[Start]

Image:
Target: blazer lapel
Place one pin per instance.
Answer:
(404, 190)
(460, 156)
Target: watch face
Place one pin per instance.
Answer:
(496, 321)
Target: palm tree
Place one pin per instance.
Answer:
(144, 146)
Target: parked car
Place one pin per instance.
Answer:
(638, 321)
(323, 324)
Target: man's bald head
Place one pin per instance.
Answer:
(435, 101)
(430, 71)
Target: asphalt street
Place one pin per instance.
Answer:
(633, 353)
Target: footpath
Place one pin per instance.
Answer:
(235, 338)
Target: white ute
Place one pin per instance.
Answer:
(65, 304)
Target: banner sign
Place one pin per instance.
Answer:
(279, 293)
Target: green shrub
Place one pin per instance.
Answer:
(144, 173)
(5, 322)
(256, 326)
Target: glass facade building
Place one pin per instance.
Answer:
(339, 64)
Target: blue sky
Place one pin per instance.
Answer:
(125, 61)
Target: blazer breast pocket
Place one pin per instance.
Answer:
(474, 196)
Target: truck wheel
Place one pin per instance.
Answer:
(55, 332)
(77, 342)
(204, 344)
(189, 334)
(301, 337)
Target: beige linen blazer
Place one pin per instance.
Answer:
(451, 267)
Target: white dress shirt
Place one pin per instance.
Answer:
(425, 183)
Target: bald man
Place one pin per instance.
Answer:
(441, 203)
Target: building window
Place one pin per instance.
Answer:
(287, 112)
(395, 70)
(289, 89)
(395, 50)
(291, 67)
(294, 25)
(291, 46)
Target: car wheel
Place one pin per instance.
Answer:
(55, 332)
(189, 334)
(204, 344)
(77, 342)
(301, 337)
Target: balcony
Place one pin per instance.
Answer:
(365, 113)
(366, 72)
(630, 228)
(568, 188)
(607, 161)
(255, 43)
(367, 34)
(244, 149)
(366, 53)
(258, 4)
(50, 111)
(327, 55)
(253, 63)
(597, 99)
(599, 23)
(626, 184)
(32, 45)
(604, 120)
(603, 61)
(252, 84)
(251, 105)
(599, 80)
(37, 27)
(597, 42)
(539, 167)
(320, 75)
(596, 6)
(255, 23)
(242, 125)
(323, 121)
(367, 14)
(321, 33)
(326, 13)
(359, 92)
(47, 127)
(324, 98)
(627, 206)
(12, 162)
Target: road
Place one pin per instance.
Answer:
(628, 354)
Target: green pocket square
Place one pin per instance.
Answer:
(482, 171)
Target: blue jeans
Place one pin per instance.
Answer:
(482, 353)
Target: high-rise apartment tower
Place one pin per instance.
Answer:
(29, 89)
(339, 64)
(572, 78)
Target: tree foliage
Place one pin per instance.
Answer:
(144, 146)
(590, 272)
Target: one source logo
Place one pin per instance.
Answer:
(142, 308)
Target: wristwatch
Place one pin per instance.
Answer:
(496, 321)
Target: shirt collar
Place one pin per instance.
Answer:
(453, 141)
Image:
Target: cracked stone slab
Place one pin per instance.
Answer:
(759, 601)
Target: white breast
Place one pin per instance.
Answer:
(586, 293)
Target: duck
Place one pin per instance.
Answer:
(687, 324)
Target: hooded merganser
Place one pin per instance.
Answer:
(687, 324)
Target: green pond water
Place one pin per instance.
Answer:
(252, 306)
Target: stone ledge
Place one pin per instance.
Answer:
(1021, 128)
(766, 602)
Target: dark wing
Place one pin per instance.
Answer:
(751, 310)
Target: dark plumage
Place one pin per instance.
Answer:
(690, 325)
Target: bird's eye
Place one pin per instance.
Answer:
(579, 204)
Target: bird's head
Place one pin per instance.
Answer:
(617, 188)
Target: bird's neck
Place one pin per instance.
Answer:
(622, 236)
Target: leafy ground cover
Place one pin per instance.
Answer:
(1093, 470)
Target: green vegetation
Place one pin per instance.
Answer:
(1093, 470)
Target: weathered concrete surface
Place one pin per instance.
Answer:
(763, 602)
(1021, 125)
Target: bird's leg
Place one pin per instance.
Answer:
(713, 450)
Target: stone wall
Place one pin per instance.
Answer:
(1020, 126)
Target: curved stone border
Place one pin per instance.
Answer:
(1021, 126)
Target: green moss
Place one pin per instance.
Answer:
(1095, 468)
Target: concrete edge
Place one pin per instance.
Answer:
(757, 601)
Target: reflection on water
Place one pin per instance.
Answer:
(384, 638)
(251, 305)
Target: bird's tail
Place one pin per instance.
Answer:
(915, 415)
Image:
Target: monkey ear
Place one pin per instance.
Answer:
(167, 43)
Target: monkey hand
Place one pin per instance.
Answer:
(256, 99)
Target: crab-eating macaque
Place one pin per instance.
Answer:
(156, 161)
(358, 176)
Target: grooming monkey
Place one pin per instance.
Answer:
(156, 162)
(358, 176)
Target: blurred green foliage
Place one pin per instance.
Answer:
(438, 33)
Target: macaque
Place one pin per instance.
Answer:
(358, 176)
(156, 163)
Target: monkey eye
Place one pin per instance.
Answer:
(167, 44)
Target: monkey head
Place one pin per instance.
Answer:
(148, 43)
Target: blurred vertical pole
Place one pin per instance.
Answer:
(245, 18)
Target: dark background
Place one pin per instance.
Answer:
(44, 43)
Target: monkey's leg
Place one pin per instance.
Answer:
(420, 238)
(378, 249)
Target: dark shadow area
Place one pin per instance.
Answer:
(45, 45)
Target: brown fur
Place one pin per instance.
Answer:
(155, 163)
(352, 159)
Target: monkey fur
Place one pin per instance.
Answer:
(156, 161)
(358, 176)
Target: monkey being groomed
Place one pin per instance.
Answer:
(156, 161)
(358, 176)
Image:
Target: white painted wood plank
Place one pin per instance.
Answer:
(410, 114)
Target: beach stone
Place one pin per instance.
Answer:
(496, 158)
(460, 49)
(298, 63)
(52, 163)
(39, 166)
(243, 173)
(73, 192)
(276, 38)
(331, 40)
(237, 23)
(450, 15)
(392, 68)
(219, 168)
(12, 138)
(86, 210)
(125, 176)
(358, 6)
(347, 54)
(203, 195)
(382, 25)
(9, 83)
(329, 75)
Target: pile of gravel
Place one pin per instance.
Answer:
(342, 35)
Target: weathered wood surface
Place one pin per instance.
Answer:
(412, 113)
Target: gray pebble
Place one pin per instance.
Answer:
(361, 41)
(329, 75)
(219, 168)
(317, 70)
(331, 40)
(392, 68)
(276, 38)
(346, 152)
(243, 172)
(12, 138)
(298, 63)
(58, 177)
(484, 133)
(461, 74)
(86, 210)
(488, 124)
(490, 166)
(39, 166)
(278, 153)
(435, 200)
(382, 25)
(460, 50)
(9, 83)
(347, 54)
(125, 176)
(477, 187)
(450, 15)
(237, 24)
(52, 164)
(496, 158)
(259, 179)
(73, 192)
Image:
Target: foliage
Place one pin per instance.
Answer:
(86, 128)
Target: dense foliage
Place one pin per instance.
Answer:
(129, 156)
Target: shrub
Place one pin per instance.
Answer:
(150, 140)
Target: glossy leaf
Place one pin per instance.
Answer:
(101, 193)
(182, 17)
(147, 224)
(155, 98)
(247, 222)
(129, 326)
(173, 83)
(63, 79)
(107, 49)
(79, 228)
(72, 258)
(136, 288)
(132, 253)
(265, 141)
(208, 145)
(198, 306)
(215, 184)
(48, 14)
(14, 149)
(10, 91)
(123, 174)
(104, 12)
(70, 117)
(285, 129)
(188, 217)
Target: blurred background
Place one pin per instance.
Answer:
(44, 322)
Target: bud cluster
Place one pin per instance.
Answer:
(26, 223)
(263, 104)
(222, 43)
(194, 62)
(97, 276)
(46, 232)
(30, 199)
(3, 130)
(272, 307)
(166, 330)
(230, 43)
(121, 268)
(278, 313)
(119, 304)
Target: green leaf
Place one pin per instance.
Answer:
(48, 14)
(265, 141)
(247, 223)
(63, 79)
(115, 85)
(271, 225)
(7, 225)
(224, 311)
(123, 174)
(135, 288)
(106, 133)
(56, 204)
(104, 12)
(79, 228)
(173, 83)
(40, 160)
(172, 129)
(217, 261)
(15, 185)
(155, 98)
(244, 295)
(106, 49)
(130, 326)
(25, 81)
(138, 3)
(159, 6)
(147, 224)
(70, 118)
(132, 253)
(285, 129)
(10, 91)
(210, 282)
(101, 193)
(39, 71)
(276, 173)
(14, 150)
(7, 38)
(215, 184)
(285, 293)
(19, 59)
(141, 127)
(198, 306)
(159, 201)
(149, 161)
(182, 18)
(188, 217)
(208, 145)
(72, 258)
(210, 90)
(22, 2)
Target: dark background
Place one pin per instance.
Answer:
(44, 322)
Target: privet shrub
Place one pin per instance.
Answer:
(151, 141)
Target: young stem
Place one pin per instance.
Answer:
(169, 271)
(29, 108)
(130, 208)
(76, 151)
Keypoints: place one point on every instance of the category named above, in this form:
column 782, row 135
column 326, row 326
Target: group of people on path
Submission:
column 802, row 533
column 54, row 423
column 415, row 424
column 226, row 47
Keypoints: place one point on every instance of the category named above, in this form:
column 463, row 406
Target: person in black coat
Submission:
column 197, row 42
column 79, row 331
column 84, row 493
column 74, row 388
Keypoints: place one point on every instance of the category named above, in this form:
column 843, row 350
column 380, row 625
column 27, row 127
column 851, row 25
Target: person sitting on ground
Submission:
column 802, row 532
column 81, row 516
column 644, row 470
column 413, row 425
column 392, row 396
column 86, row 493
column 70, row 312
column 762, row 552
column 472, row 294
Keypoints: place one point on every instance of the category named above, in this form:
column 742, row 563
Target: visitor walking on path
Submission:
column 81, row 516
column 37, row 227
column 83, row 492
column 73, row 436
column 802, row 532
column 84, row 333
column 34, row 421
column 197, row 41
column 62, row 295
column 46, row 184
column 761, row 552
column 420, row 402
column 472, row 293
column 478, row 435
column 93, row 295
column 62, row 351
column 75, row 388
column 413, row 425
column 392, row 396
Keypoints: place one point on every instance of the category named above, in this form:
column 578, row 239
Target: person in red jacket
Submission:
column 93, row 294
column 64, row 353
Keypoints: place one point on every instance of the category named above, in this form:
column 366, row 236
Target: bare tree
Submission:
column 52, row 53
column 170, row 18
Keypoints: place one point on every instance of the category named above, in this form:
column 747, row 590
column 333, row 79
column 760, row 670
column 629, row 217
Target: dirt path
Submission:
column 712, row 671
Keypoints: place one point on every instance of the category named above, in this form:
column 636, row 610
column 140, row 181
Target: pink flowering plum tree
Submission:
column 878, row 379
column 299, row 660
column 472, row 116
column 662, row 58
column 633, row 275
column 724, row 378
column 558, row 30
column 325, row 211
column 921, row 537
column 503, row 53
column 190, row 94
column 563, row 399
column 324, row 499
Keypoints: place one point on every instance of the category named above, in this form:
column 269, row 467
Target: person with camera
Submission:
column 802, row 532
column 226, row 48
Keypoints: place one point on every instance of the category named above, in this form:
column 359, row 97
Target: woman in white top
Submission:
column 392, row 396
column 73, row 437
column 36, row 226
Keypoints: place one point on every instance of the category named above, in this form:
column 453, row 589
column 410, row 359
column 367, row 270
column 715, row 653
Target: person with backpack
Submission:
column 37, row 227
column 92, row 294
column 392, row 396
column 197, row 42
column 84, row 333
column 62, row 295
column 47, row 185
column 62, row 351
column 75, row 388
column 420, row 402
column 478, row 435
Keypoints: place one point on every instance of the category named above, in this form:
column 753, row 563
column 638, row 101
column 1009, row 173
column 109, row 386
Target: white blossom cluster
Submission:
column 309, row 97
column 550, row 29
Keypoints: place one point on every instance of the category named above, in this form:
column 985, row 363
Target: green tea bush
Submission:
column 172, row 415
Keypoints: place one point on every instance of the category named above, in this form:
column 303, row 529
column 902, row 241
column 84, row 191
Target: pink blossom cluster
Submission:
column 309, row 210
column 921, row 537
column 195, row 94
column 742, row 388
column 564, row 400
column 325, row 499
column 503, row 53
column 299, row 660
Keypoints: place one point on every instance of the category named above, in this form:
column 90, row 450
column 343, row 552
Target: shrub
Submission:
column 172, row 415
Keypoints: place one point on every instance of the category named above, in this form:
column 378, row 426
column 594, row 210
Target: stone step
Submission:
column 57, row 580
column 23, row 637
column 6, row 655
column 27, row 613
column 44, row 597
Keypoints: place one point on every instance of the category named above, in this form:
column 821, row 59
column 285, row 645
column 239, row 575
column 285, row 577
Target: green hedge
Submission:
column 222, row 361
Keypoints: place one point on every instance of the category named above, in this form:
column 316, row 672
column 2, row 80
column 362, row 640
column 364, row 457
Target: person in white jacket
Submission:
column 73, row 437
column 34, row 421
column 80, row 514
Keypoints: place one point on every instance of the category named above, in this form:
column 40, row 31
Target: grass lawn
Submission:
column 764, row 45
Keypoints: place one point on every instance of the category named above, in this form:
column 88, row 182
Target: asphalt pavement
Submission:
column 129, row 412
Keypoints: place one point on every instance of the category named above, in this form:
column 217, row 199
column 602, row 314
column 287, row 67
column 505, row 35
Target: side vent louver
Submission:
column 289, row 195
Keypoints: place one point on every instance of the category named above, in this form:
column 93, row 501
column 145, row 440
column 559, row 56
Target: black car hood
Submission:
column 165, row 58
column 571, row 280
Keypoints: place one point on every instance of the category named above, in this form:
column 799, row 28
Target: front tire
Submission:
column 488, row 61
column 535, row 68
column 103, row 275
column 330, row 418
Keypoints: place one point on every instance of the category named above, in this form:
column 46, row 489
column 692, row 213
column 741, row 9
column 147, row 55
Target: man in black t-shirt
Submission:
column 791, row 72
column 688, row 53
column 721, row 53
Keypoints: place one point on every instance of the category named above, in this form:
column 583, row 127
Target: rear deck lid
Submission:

[End]

- REQUIREMENTS
Replace "stone wall" with "rock wall" in the items, starting at the line that has "Target: weathered concrete surface" and ending after the line that has "(1020, 126)". Return only those lines, with everything else unchanged.

- ANSWER TO THIS TASK
Target: weathered concrete surface
Place one pin per instance.
Answer:
(763, 602)
(1021, 125)
Target: bird's leg
Place one pin per instance.
Answer:
(713, 450)
Target: rock wall
Place one pin per instance.
Answer:
(1020, 126)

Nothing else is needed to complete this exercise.